Exercise objective =>
Can you write out all the lines word for word, with no pictures?

Start Exercise material

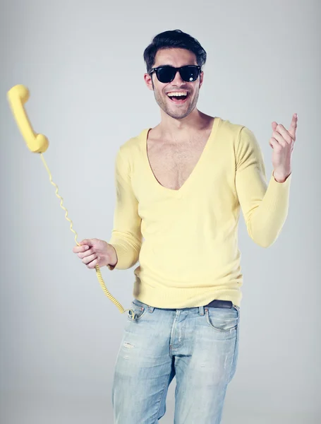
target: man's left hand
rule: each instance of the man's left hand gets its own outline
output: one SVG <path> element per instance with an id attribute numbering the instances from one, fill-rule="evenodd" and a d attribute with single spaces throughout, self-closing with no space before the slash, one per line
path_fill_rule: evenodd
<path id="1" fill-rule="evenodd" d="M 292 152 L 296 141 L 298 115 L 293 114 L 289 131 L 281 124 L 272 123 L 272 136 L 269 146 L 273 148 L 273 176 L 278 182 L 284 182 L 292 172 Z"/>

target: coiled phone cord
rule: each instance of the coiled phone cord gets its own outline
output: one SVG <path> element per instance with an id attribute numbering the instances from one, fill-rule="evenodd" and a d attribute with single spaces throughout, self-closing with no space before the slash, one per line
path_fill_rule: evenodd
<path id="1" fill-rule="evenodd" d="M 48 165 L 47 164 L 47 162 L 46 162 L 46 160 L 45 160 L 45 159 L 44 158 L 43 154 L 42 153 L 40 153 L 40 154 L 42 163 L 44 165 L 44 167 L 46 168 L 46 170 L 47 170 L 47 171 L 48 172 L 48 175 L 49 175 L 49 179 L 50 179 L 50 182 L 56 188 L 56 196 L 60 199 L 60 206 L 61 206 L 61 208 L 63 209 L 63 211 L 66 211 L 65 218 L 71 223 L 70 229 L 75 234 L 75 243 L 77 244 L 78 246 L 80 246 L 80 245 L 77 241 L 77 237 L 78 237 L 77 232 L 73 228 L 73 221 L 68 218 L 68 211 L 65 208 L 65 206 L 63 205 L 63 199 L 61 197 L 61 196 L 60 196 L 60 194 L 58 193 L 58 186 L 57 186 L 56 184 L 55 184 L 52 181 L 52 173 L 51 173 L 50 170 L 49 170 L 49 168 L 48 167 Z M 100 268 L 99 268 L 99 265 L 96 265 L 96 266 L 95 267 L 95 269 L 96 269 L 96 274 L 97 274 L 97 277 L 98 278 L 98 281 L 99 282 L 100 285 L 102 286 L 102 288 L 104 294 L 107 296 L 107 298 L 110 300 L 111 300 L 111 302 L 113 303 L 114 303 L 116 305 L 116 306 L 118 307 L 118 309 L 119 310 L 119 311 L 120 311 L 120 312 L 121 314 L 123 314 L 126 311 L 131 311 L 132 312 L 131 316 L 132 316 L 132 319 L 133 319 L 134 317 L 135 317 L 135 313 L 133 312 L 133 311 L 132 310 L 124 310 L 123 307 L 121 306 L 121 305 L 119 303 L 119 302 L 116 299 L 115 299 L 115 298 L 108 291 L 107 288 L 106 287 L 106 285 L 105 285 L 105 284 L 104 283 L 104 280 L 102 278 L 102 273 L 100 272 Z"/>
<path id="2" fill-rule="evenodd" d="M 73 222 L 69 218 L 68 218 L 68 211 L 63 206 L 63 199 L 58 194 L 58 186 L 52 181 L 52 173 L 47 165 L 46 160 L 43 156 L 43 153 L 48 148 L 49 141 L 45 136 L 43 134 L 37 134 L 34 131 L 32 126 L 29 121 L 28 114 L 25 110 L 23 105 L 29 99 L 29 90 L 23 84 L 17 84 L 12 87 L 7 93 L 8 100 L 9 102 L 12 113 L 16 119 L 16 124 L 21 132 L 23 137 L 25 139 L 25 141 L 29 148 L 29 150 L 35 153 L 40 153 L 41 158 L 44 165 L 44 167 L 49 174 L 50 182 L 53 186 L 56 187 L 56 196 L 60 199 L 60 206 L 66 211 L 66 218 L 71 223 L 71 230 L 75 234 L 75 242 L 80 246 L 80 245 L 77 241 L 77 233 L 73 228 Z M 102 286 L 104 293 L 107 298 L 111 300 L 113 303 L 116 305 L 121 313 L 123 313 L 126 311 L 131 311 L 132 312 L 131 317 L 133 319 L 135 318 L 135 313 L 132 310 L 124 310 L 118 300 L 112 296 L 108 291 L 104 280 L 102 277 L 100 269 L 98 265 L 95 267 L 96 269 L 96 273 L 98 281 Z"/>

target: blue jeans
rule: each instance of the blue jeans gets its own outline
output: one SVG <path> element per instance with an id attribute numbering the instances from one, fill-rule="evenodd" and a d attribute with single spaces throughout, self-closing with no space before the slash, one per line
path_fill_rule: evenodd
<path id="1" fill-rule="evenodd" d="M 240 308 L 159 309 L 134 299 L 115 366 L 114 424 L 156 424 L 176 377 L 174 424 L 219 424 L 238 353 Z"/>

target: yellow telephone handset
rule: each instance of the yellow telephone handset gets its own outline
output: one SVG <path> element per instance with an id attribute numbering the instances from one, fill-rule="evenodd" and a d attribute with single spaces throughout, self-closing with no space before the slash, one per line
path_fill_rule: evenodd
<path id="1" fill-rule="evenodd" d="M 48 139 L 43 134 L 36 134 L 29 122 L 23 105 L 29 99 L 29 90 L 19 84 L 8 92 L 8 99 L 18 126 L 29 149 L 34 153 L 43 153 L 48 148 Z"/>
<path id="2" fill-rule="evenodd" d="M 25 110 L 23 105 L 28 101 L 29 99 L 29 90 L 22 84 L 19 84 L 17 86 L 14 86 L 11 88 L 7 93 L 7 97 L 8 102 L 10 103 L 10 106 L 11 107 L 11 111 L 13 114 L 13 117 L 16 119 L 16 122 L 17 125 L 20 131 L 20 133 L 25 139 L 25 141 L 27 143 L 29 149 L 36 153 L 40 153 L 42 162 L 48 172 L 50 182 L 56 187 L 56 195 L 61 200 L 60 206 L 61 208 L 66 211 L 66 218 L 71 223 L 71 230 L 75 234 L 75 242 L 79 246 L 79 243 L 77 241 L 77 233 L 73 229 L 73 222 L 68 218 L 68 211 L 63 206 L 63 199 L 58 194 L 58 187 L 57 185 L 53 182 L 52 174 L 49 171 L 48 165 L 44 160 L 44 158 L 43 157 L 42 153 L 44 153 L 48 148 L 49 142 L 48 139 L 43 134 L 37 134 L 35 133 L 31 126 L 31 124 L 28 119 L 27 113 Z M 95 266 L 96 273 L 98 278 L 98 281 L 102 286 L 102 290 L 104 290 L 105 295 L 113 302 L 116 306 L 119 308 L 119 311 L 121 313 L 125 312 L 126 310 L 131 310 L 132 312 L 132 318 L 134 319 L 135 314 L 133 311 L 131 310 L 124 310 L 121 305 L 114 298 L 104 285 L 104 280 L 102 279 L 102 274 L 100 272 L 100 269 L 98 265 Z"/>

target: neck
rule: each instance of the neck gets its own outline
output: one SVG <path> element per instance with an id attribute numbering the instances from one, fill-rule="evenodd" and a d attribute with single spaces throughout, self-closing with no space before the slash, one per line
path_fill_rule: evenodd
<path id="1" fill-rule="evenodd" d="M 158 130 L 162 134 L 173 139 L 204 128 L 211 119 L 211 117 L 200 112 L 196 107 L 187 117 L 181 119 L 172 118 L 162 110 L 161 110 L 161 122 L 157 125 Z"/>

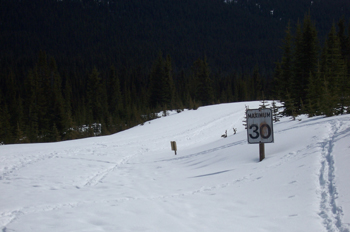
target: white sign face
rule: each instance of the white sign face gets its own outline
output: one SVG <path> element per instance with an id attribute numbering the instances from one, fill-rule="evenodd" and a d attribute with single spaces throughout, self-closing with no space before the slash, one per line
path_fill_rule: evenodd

End Exercise material

Exercise output =>
target: man's left hand
rule: each instance of the man's left hand gets its own outline
output: one SVG <path> element per instance with an id attribute numbering the instances from one, fill-rule="evenodd" and a d attribute with single spaces throughout, self-closing with no space before the slash, one per line
path_fill_rule: evenodd
<path id="1" fill-rule="evenodd" d="M 292 152 L 296 141 L 298 115 L 293 114 L 289 131 L 281 124 L 272 123 L 272 136 L 269 146 L 273 148 L 273 176 L 278 182 L 284 182 L 292 172 Z"/>

target: coiled phone cord
rule: each instance of the coiled phone cord gets its own outline
output: one SVG <path> element per instance with an id attribute numbering the instances from one, fill-rule="evenodd" and a d attribute with single spaces throughout, self-closing with no space before the slash, one per line
path_fill_rule: evenodd
<path id="1" fill-rule="evenodd" d="M 48 165 L 47 164 L 47 162 L 46 162 L 46 160 L 45 160 L 45 159 L 44 158 L 43 154 L 42 153 L 40 153 L 40 154 L 42 163 L 44 165 L 44 167 L 46 168 L 46 170 L 47 170 L 47 171 L 48 172 L 48 175 L 49 175 L 49 179 L 50 179 L 50 182 L 56 188 L 56 196 L 60 199 L 60 206 L 61 206 L 61 208 L 63 209 L 63 211 L 66 211 L 65 218 L 71 223 L 70 229 L 75 234 L 75 243 L 77 244 L 78 246 L 80 246 L 80 245 L 77 241 L 77 237 L 78 237 L 77 232 L 73 228 L 73 221 L 68 218 L 68 211 L 65 208 L 65 206 L 63 205 L 63 199 L 61 197 L 61 196 L 60 196 L 60 194 L 58 193 L 58 186 L 57 186 L 56 184 L 55 184 L 52 181 L 52 173 L 51 173 L 50 170 L 49 170 L 49 168 L 48 167 Z M 100 268 L 99 268 L 99 265 L 96 265 L 96 266 L 95 267 L 95 269 L 96 269 L 96 274 L 97 274 L 97 277 L 98 278 L 98 281 L 99 282 L 100 285 L 102 286 L 102 288 L 104 294 L 107 296 L 107 298 L 110 300 L 111 300 L 111 302 L 113 303 L 114 303 L 116 305 L 116 306 L 118 307 L 118 309 L 119 310 L 119 311 L 120 311 L 120 312 L 121 314 L 123 314 L 126 311 L 131 311 L 132 312 L 131 316 L 132 316 L 132 319 L 133 319 L 134 317 L 135 317 L 135 313 L 133 312 L 133 311 L 132 310 L 124 310 L 123 307 L 121 306 L 121 305 L 119 303 L 119 302 L 116 299 L 115 299 L 115 298 L 108 291 L 107 288 L 106 287 L 106 285 L 105 285 L 105 284 L 104 283 L 104 280 L 102 278 L 102 273 L 100 272 Z"/>
<path id="2" fill-rule="evenodd" d="M 73 222 L 69 218 L 68 218 L 68 211 L 63 206 L 63 199 L 58 194 L 58 186 L 52 181 L 52 173 L 47 165 L 46 160 L 43 156 L 43 153 L 48 148 L 49 141 L 45 136 L 43 134 L 37 134 L 34 131 L 32 126 L 29 121 L 28 114 L 25 110 L 23 105 L 29 99 L 29 90 L 23 84 L 17 84 L 12 87 L 7 93 L 8 100 L 9 102 L 12 113 L 16 119 L 16 124 L 21 132 L 23 137 L 25 139 L 25 141 L 29 148 L 29 150 L 35 153 L 40 153 L 41 158 L 44 165 L 44 167 L 49 174 L 50 182 L 53 186 L 56 187 L 56 196 L 60 199 L 60 206 L 66 211 L 66 218 L 71 223 L 71 230 L 75 234 L 75 242 L 80 246 L 80 245 L 77 241 L 77 233 L 73 228 Z M 102 286 L 104 293 L 107 298 L 111 300 L 113 303 L 116 305 L 121 313 L 123 313 L 126 311 L 131 311 L 132 312 L 131 317 L 133 319 L 135 318 L 135 313 L 132 310 L 124 310 L 118 300 L 112 296 L 108 291 L 104 280 L 102 277 L 100 269 L 98 265 L 95 267 L 96 269 L 96 273 L 98 281 Z"/>

target: blue jeans
rule: each instance of the blue jeans gets its own outline
output: one SVG <path> element per instance with an id attribute numbering the instances from one, fill-rule="evenodd" and a d attribute with single spaces throughout, self-closing with no space before the slash, one per line
path_fill_rule: evenodd
<path id="1" fill-rule="evenodd" d="M 240 308 L 159 309 L 134 299 L 115 366 L 114 424 L 156 424 L 176 377 L 174 424 L 219 424 L 238 353 Z"/>

target: yellow telephone handset
rule: each instance of the yellow telephone handset gets its own outline
output: one SVG <path> element per instance with an id attribute numbering the instances from one, fill-rule="evenodd" and a d attribute with single spaces throughout, self-closing with no space before the slash, one per line
path_fill_rule: evenodd
<path id="1" fill-rule="evenodd" d="M 48 139 L 43 134 L 36 134 L 29 122 L 23 105 L 29 99 L 29 90 L 19 84 L 8 92 L 8 99 L 18 126 L 29 149 L 34 153 L 43 153 L 48 148 Z"/>
<path id="2" fill-rule="evenodd" d="M 25 110 L 23 105 L 28 101 L 29 99 L 29 90 L 22 84 L 19 84 L 17 86 L 14 86 L 11 88 L 7 93 L 7 97 L 8 102 L 10 103 L 10 106 L 11 107 L 11 111 L 13 114 L 13 117 L 16 119 L 16 122 L 17 125 L 20 131 L 20 133 L 25 139 L 25 141 L 27 143 L 29 149 L 36 153 L 40 153 L 42 162 L 48 172 L 50 182 L 56 187 L 56 195 L 61 200 L 60 206 L 61 208 L 66 211 L 66 218 L 71 223 L 71 230 L 75 234 L 75 242 L 79 246 L 79 243 L 77 241 L 77 233 L 73 229 L 73 222 L 68 218 L 68 211 L 63 206 L 63 199 L 58 194 L 58 187 L 57 185 L 53 182 L 52 174 L 49 171 L 48 165 L 44 160 L 44 158 L 43 157 L 42 153 L 44 153 L 48 148 L 49 142 L 48 139 L 43 134 L 37 134 L 35 133 L 31 126 L 31 124 L 28 119 L 27 113 Z M 95 266 L 96 273 L 98 278 L 98 281 L 102 286 L 102 290 L 104 290 L 105 295 L 113 302 L 116 306 L 119 308 L 119 311 L 121 313 L 125 312 L 126 310 L 131 310 L 132 312 L 132 318 L 134 319 L 135 314 L 133 311 L 131 310 L 124 310 L 121 305 L 114 298 L 104 285 L 104 280 L 102 279 L 102 274 L 100 272 L 100 269 L 98 265 Z"/>

target: neck
rule: each instance of the neck gets its own outline
output: one SVG <path> element per instance with an id attribute numbering the instances from one, fill-rule="evenodd" and a d attribute with single spaces throughout, self-closing with no space before the slash, one per line
path_fill_rule: evenodd
<path id="1" fill-rule="evenodd" d="M 158 130 L 162 134 L 173 139 L 204 128 L 211 119 L 211 117 L 200 112 L 196 107 L 187 117 L 181 119 L 172 118 L 162 110 L 161 110 L 161 122 L 157 125 Z"/>

target: white sign face
rule: each instance of the white sign face gets its own outline
output: one SVG <path> element per instance with an id attribute numbering the instances from one, fill-rule="evenodd" and a d attribute with single spaces throughout, self-closing with no space before the slash, one per line
path_fill_rule: evenodd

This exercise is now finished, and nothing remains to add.